Under the terms of our Debt Instruments, we have the right to make certain
redemptions and prepayments and, depending on market conditions, our strategic
priorities and covenant restrictions, may do so from time to time. We also
continue to actively analyze and evaluate our capital structure and explore
transactions to simplify our capital structure and to strengthen our balance
sheet, including those that reduce leverage, interest rates and/or extend
maturities, and will seek to do so with the right opportunity. We may also
continue to make debt purchases and/or exchanges for debt or equity from time to
time through tender offers, exchange offers, redemptions, open market purchases,
private transactions, or otherwise, or seek to raise additional debt or equity
capital, depending on market conditions and covenant restrictions.



Any liquidity-enhancing or other capital raising or refinancing transaction will
depend on identifying counterparties, negotiation of documentation and
applicable closing conditions and any required approvals. Due to covenant
restrictions in our Debt Instruments, we are currently limited in the amount of
debt we can incur that does not qualify as refinancing indebtedness, even if
market conditions, including then-current market available interest rates (in
recent years, we have not been able to access the traditional capital and bank
lending markets at competitive interest rates due to our highly leveraged
capital structure), would otherwise be favorable, which could also impact our
ability to grow our business.

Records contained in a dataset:
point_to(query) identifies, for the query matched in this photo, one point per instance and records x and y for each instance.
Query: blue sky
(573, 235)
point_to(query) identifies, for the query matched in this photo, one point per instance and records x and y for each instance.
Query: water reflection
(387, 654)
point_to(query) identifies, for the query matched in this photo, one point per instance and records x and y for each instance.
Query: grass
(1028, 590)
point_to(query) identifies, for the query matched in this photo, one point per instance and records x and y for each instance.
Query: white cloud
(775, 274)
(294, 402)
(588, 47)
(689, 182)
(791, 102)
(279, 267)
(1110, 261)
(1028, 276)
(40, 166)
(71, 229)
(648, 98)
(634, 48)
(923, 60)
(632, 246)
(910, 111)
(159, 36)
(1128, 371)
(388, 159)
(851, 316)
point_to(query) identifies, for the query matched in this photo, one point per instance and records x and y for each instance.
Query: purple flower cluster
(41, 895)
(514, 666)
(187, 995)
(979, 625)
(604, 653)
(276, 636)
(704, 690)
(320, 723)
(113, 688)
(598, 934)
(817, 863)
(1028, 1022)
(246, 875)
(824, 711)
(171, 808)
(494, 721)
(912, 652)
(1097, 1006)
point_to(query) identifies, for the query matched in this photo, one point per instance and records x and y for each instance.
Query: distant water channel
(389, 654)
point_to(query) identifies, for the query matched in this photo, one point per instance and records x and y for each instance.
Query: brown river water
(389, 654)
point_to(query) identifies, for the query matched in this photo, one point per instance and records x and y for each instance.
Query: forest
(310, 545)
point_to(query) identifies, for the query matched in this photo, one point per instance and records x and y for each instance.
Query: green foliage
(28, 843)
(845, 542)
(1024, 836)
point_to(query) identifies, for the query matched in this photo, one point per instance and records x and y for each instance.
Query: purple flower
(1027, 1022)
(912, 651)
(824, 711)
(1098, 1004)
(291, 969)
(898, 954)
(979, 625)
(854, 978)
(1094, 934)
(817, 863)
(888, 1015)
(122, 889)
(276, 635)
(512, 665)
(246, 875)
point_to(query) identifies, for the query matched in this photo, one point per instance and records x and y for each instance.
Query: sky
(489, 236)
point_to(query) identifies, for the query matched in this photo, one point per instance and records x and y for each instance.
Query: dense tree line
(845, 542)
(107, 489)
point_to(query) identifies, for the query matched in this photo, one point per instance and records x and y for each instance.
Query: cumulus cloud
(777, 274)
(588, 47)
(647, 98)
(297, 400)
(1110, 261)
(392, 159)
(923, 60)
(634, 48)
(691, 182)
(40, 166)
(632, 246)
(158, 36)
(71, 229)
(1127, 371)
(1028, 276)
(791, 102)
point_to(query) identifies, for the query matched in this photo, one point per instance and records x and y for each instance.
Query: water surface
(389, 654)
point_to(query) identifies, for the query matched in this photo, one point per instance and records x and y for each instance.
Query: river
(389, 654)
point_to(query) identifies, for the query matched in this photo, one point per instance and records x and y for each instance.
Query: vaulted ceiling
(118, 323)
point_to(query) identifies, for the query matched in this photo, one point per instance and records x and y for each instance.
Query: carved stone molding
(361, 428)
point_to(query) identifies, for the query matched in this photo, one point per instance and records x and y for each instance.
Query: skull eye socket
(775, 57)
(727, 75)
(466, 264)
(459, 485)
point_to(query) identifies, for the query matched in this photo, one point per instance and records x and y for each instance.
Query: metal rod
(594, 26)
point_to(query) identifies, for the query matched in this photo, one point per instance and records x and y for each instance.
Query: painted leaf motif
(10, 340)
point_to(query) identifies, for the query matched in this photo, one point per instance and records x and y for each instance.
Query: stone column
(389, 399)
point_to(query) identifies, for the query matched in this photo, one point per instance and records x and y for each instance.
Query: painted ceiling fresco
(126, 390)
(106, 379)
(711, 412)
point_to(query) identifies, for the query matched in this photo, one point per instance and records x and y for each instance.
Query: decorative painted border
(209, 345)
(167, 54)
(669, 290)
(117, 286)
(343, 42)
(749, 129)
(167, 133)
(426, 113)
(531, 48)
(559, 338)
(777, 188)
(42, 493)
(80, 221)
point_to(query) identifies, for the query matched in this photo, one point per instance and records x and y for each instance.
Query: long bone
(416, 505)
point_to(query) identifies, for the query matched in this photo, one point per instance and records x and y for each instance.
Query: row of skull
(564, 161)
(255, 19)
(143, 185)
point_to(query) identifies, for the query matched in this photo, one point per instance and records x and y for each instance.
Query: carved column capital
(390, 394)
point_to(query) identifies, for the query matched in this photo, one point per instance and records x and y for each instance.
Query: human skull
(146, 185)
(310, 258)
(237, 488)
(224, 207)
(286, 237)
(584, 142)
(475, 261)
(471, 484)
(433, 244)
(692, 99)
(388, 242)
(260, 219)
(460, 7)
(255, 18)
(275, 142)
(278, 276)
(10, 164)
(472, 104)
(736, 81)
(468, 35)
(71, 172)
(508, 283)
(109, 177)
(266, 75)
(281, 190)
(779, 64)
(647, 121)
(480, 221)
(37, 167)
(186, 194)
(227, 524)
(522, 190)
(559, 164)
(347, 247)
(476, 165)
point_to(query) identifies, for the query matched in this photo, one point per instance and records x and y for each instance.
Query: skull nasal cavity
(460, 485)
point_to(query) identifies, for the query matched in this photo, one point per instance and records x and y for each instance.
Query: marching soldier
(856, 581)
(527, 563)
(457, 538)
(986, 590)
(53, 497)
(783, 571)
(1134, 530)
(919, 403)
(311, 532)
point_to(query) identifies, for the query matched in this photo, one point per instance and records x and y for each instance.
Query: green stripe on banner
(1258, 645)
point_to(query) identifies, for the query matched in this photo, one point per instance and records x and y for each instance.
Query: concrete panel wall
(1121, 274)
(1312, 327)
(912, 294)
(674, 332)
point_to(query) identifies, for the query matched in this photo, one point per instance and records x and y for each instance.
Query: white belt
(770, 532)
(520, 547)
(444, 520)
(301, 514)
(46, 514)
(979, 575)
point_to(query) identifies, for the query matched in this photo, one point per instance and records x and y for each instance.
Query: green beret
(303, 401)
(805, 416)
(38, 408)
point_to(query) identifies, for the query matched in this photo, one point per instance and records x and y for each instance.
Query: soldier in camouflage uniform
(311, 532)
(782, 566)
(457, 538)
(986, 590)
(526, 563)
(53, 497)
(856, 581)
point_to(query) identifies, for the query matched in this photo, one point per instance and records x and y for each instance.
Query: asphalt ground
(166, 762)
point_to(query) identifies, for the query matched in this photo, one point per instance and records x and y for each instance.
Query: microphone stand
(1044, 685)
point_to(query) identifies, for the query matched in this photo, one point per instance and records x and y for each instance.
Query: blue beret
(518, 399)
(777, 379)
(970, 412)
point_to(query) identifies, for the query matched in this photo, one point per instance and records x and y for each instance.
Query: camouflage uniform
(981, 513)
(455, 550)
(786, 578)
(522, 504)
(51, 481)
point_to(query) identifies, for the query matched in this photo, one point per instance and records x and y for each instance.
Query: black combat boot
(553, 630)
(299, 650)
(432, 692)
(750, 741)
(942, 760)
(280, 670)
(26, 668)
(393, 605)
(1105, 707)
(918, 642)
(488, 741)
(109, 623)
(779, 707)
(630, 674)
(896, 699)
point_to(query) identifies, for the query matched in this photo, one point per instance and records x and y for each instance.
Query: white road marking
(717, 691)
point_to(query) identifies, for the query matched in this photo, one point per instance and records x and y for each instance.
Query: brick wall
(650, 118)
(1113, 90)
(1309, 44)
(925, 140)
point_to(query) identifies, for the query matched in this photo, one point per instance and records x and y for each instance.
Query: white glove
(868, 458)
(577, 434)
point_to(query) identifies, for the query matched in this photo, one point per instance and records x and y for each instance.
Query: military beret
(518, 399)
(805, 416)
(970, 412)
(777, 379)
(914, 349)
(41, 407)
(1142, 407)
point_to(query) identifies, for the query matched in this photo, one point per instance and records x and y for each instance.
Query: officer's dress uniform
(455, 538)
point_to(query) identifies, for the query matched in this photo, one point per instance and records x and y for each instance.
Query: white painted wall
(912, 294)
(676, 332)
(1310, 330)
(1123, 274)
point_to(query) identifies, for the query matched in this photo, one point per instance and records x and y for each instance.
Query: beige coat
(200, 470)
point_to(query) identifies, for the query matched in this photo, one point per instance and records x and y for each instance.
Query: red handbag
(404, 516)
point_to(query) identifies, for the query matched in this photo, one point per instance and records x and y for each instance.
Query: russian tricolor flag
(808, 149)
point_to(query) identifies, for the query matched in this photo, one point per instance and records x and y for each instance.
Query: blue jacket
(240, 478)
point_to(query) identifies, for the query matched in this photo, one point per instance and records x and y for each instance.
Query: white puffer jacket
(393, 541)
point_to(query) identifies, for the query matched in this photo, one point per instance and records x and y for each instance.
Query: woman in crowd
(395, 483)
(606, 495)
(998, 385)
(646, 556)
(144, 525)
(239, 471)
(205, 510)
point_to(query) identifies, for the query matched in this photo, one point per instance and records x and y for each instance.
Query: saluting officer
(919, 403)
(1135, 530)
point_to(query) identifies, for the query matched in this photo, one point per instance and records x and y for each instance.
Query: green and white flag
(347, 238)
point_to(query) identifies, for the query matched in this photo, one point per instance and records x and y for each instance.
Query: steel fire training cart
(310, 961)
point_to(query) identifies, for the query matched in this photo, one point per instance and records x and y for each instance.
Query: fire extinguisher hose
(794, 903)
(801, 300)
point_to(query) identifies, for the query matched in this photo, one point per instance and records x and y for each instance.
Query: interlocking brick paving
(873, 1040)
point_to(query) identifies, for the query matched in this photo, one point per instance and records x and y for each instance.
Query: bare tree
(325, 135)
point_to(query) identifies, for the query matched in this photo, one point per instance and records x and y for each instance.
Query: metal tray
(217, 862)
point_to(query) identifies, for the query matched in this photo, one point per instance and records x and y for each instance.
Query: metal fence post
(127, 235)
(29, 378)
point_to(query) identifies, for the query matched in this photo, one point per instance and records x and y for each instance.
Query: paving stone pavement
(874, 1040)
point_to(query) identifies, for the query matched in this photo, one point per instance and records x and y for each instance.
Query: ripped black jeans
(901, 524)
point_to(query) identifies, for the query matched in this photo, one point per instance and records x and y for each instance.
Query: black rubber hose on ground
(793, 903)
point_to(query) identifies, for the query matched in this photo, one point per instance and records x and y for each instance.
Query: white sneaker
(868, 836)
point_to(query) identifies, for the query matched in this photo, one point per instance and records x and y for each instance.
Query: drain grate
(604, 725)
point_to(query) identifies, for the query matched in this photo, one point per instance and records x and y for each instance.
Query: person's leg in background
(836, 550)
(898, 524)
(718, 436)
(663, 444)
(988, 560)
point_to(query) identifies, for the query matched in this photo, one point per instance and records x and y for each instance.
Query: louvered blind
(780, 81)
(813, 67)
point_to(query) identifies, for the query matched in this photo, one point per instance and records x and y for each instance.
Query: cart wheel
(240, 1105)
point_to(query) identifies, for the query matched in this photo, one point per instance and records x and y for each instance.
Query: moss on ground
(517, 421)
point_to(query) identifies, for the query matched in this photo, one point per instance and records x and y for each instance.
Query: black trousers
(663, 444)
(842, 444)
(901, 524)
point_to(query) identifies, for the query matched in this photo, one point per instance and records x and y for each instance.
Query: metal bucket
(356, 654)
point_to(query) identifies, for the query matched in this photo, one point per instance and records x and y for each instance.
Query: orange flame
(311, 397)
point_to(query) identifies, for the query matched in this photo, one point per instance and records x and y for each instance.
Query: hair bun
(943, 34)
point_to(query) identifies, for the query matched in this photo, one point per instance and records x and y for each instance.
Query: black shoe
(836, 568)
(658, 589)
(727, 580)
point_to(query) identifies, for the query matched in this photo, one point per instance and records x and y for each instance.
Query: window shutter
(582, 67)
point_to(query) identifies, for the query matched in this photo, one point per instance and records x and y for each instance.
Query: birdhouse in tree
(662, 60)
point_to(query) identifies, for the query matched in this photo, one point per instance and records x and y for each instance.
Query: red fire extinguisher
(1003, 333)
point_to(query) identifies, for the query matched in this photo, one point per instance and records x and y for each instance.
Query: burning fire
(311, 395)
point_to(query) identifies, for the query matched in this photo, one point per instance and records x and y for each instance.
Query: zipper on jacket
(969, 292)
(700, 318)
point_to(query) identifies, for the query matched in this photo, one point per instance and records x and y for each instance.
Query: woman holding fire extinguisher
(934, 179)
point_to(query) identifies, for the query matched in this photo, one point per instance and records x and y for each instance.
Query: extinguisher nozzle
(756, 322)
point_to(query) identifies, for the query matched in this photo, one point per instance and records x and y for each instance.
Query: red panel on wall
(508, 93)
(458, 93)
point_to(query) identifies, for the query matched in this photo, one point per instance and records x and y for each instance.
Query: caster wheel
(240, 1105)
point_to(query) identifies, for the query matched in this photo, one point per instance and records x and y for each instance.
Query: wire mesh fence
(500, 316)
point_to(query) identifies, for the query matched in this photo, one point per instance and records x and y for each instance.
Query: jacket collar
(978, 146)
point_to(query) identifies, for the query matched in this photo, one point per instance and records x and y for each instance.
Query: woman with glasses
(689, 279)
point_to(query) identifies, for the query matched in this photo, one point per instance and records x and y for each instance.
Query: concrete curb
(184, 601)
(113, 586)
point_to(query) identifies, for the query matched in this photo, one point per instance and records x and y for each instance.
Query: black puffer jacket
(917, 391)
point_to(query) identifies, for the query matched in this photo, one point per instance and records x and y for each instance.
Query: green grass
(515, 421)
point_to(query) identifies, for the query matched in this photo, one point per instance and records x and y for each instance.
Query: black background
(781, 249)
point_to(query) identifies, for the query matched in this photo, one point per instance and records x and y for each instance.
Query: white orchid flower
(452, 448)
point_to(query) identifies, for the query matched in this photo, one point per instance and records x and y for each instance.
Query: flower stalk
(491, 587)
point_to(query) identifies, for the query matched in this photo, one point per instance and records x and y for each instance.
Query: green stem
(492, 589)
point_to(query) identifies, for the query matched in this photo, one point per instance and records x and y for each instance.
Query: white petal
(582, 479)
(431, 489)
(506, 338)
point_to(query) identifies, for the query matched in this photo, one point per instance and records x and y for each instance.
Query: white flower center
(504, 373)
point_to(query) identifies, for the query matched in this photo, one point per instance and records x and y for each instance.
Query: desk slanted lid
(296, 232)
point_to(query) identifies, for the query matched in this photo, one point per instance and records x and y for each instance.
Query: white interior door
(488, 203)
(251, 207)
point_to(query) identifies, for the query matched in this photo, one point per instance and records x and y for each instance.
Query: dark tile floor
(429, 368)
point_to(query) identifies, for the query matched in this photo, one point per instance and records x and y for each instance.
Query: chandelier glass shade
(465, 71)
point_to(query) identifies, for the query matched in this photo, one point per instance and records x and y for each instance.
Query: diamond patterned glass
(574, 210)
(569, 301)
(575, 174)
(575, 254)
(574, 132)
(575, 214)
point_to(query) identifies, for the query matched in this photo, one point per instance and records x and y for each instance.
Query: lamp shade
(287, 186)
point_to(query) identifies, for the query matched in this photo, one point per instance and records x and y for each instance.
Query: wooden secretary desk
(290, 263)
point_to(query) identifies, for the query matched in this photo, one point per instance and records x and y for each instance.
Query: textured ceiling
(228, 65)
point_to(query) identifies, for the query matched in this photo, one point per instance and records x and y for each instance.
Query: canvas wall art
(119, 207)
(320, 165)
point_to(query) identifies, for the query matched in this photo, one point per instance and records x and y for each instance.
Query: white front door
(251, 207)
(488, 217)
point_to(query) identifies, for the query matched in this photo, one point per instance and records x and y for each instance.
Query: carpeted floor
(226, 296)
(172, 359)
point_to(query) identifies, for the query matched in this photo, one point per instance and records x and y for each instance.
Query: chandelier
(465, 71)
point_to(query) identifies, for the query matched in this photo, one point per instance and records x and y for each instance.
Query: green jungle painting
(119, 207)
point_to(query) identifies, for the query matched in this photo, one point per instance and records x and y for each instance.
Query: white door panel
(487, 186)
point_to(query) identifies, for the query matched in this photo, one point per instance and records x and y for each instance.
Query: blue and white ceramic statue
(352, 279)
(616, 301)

## The tasks
a - List every method the text on debt and capital structure names for making debt purchases and/or exchanges.
b - Resume the text on debt and capital structure, picking up after its final sentence.

## The results
a - Tender offers, exchange offers, redemptions, open market purchases, and private transactions.

b -
We have certain stand-alone cash collateralized letter of credit agreements and
facilities under which there was a total of $9.3 million and $11.3 million
letters of credit outstanding at April 30, 2021 and October 31, 2020,
respectively. These agreements and facilities require us to maintain specified
amounts of cash as collateral in segregated accounts to support the letters of
credit issued thereunder, which will affect the amount of cash we have available
for other uses. At April 30, 2021 and October 31, 2020, the amount of cash
collateral in these segregated accounts was $9.5 million and $11.6 million,
respectively, which is reflected in "Restricted cash and cash equivalents" on
the Condensed Consolidated Balance Sheets.



See Note 12 to the Condensed Consolidated Financial Statements included
elsewhere in this Quarterly Report on Form 10-Q for a discussion of the
Unsecured Term Loans, the Secured Term Loans and Secured Revolving Loans and K.
Hovnanian's senior secured notes and senior notes, including information with
respect to the collateral securing our Secured Debt Instruments.



Mortgages and Notes Payable



We have nonrecourse mortgage loans for certain communities totaling
$113.9 million and $135.1 million (net of debt issuance costs) at April 30, 2021
and October 31, 2020, respectively, which are secured by the related real
property, including any improvements, with an aggregate book value of
$419.7 million and $368.1 million, respectively. The weighted-average interest
rate on these obligations was 5.0% and 6.4% at April 30, 2021 and October 31,
2020, respectively, and the mortgage loan payments on each community primarily
correspond to home deliveries.



Our wholly owned mortgage banking subsidiary, K. Hovnanian American Mortgage,
LLC ("K. Hovnanian Mortgage"), originates mortgage loans primarily from the sale
of our homes. Such mortgage loans and related servicing rights are sold in the
secondary mortgage market within a short period of time. In certain instances,
we retain the servicing rights for a small amount of loans. K. Hovnanian
Mortgage finances the origination of mortgage loans through various master
repurchase agreements, which are recorded in "Financial services" liabilities on
the Condensed Consolidated Balance Sheets. The loans are secured by the
mortgages held for sale and are repaid when we sell the underlying mortgage
loans to permanent investors. As of April 30, 2021 and October 31, 2020, we had
an aggregate of $110.5 million and $87.2 million, respectively, outstanding
under several of K. Hovnanian Mortgage's short-term borrowing facilities.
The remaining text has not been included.